Stored items
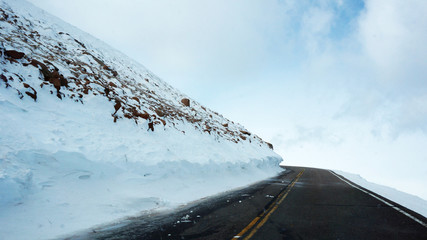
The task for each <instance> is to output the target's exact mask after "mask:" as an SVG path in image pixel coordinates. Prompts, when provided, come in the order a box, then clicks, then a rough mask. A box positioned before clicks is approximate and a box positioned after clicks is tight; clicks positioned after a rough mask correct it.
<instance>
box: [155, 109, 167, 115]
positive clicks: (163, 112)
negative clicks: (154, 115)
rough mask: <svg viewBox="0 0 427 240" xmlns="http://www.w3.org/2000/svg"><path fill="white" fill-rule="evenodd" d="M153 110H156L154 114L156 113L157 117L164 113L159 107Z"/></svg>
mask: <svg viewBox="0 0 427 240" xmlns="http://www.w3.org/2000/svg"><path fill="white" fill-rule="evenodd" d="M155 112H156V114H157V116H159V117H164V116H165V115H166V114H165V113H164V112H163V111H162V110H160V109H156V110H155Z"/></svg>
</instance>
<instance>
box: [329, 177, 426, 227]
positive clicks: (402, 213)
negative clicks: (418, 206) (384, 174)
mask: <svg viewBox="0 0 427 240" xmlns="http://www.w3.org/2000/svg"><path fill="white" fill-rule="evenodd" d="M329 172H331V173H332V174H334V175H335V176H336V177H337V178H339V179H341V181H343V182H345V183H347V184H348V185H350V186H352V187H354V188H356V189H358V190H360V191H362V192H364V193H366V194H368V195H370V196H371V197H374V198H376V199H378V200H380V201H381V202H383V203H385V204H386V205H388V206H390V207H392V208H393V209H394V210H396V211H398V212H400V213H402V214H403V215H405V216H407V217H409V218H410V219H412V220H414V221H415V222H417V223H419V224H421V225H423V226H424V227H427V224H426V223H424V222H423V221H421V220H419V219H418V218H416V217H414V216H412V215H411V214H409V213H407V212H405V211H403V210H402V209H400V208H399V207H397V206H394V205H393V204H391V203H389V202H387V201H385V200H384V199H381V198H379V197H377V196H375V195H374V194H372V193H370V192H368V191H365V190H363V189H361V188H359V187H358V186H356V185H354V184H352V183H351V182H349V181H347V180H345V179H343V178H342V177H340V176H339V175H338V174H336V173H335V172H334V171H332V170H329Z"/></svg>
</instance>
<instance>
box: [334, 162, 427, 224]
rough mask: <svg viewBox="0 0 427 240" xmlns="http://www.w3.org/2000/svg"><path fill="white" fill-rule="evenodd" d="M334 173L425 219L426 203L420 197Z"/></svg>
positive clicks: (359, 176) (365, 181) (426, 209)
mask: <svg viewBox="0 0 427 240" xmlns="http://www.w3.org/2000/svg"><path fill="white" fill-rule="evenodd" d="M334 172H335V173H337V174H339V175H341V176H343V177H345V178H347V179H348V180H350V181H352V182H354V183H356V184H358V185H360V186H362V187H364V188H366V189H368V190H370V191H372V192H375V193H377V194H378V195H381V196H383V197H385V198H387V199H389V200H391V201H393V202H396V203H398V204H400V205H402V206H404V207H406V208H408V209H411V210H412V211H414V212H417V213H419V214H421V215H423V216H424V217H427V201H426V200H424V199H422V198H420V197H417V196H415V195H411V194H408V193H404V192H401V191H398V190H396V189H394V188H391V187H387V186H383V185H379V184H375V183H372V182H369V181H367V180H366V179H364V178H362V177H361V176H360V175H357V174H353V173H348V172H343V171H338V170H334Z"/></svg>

**EXERCISE AIM:** Pictures are to be dropped; the lines from the start of the entries above through the line with "positive clicks: (402, 213)" are to be given again verbatim.

**WRITTEN ANSWER:**
The task for each <instance> is to output the target's exact mask after "mask:" as an SVG path in image pixel coordinates. Prompts, when provided, come in the order a box, then clicks, then a rough mask. A box positioned before clicks is approximate and a box positioned after clicks is tight; clicks positioned after a rough mask correct it.
<instance>
box: [155, 109, 167, 115]
positive clicks: (163, 112)
negative clicks: (154, 115)
rough mask: <svg viewBox="0 0 427 240" xmlns="http://www.w3.org/2000/svg"><path fill="white" fill-rule="evenodd" d="M153 110H156L154 114L156 113L157 117L164 113L159 107Z"/></svg>
mask: <svg viewBox="0 0 427 240" xmlns="http://www.w3.org/2000/svg"><path fill="white" fill-rule="evenodd" d="M155 112H156V114H157V116H159V117H164V116H165V115H166V114H165V113H164V112H163V111H162V110H160V109H156V110H155Z"/></svg>
</instance>
<instance>
box: [329, 177, 426, 227]
positive clicks: (402, 213)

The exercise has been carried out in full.